**What you have to do**
If a line of the listing below contains the string "center", count it, then give the total by itself.

**Extracted material**
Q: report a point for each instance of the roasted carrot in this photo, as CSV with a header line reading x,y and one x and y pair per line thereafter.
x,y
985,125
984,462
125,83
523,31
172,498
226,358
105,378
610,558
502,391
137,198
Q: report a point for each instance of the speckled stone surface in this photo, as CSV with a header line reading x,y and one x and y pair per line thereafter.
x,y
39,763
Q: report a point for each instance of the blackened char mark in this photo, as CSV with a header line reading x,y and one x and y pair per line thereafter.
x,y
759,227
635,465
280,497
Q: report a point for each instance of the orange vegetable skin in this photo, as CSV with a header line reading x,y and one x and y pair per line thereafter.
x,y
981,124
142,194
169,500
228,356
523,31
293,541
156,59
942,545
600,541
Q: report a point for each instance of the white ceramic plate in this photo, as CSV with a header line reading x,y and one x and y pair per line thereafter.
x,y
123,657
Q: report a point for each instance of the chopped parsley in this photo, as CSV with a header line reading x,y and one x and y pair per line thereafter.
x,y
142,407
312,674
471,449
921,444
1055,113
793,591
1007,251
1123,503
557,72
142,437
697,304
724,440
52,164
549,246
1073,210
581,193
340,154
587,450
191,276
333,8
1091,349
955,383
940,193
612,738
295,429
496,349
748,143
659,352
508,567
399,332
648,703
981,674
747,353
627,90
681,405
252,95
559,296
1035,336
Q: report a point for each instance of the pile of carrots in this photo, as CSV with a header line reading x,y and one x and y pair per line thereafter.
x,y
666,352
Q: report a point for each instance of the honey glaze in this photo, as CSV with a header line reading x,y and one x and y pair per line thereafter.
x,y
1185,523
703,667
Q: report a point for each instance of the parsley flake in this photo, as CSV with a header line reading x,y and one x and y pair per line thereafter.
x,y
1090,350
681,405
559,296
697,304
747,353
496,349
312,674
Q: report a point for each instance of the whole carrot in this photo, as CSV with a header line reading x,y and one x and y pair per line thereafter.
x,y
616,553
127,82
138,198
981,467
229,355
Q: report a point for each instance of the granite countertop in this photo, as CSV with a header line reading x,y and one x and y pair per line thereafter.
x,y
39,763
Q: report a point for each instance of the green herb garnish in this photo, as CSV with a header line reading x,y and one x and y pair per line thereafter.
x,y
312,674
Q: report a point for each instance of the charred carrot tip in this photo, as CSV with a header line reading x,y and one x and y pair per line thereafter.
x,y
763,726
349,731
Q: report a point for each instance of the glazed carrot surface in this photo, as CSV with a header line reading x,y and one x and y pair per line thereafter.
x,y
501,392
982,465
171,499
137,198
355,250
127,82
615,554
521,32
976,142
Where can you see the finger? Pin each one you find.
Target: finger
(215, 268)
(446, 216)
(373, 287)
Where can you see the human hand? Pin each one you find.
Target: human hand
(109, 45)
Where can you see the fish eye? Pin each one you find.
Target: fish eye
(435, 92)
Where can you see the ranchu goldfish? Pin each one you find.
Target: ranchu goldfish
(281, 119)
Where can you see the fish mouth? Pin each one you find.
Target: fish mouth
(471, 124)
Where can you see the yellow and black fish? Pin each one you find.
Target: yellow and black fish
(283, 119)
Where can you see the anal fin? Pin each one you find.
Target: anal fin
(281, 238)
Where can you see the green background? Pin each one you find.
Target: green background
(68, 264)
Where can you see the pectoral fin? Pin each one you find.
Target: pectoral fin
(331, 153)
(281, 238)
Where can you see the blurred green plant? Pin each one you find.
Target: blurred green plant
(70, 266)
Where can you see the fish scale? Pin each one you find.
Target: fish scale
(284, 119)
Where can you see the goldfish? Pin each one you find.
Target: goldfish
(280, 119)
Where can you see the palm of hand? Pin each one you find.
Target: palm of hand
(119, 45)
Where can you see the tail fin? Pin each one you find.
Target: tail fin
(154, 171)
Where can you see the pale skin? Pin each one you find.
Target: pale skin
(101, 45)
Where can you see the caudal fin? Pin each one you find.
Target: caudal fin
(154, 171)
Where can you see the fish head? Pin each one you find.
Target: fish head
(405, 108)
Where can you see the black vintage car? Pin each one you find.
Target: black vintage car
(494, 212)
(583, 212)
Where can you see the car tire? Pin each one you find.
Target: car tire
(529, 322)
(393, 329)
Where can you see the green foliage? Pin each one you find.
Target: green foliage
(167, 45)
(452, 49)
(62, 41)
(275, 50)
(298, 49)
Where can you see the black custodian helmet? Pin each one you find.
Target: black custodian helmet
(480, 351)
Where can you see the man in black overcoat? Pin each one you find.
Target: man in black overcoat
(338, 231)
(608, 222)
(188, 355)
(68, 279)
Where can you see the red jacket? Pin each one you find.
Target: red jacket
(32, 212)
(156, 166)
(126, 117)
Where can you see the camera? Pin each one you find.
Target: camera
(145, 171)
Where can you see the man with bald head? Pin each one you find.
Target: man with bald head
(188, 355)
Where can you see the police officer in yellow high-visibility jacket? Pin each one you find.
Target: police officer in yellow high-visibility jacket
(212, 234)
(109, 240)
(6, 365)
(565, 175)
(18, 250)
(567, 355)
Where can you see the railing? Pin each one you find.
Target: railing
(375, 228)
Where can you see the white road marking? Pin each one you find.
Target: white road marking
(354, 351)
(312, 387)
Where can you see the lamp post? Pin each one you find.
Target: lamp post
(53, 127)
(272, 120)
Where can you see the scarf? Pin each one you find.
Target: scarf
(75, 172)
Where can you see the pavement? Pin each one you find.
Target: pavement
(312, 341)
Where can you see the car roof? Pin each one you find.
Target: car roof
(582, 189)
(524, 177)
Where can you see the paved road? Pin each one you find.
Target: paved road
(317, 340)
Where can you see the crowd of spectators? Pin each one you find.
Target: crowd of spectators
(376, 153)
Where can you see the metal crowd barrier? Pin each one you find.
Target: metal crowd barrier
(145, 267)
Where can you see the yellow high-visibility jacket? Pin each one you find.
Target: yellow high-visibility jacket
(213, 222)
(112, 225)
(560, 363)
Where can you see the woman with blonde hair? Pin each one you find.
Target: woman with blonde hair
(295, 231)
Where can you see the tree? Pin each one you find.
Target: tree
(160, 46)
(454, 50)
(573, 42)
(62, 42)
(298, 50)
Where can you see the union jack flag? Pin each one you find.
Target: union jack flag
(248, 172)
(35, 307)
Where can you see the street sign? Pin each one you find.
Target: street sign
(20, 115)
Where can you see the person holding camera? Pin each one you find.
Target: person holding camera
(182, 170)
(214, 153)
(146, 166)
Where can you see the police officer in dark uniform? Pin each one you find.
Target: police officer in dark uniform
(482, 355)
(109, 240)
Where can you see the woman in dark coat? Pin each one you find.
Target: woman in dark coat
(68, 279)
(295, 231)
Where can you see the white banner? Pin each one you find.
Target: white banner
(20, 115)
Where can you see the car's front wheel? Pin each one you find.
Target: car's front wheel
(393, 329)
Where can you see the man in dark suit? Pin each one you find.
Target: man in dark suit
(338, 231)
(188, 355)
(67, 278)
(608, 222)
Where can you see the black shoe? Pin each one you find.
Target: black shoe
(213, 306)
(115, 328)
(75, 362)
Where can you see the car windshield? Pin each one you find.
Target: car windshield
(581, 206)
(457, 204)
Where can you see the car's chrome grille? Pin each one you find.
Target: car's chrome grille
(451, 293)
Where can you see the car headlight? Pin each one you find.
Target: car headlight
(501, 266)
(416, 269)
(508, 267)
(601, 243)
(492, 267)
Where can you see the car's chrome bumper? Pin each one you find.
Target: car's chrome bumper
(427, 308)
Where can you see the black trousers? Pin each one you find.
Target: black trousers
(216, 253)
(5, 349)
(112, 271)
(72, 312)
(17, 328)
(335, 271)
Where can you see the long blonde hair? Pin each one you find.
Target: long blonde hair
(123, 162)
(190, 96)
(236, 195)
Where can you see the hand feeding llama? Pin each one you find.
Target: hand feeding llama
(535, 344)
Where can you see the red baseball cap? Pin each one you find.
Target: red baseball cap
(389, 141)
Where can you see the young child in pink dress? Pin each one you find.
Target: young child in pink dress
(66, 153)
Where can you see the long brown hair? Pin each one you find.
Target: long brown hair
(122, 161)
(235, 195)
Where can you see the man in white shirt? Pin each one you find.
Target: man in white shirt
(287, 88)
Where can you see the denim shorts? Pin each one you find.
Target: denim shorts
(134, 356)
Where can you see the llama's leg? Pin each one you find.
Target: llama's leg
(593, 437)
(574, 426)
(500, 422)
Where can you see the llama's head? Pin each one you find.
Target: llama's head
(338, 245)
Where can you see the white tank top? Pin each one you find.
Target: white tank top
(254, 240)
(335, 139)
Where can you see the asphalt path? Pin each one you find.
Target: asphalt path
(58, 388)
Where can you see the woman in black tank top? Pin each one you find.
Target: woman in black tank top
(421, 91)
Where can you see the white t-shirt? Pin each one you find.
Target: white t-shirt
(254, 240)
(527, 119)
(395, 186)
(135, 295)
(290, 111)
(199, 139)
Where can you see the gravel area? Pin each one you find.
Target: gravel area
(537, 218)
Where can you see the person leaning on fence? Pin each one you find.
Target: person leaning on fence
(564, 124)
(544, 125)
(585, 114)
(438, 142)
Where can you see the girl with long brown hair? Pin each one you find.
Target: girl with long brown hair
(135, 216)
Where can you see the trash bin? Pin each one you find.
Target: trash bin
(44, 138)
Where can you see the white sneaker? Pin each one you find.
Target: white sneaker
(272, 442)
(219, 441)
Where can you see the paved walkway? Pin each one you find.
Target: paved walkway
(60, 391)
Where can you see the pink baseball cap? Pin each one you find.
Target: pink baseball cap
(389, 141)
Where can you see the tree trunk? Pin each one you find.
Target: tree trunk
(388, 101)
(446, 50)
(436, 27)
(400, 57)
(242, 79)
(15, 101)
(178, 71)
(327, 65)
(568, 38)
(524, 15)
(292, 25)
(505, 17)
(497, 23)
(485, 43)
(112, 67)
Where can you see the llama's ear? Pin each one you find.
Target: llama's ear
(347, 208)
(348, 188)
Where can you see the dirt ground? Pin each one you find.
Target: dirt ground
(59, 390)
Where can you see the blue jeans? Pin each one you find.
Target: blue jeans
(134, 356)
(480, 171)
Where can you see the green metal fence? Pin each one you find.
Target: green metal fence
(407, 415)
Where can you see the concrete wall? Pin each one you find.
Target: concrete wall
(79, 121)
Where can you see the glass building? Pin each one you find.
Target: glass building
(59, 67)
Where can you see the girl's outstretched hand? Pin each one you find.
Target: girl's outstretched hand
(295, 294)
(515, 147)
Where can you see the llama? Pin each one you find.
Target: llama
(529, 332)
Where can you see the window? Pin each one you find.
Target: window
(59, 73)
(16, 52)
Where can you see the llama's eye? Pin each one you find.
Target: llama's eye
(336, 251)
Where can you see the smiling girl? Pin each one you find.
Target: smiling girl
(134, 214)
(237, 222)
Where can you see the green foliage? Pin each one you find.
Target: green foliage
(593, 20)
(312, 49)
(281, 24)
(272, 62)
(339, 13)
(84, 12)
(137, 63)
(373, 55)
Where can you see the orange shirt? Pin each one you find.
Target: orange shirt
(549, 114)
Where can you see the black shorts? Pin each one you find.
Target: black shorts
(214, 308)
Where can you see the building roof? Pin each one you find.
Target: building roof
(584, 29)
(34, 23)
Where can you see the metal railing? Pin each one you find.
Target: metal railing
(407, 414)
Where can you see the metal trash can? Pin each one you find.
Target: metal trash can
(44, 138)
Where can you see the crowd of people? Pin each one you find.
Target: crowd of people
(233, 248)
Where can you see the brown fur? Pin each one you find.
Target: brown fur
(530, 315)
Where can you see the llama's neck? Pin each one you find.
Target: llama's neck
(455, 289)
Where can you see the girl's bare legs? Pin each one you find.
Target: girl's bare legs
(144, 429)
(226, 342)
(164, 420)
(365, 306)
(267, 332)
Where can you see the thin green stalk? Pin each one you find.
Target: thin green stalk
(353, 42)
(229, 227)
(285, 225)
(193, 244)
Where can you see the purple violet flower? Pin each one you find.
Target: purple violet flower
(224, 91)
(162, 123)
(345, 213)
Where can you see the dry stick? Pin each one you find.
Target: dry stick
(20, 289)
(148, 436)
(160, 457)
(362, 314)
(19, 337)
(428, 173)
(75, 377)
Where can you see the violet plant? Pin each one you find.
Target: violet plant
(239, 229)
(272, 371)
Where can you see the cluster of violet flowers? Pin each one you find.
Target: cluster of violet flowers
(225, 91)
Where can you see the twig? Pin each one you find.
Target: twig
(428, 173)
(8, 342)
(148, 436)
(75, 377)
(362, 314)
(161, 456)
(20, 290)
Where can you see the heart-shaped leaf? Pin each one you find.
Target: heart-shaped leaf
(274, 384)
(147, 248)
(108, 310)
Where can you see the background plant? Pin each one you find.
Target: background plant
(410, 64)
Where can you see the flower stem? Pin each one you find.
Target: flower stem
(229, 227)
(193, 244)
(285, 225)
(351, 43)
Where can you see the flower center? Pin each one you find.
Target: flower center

**Solution for this problem**
2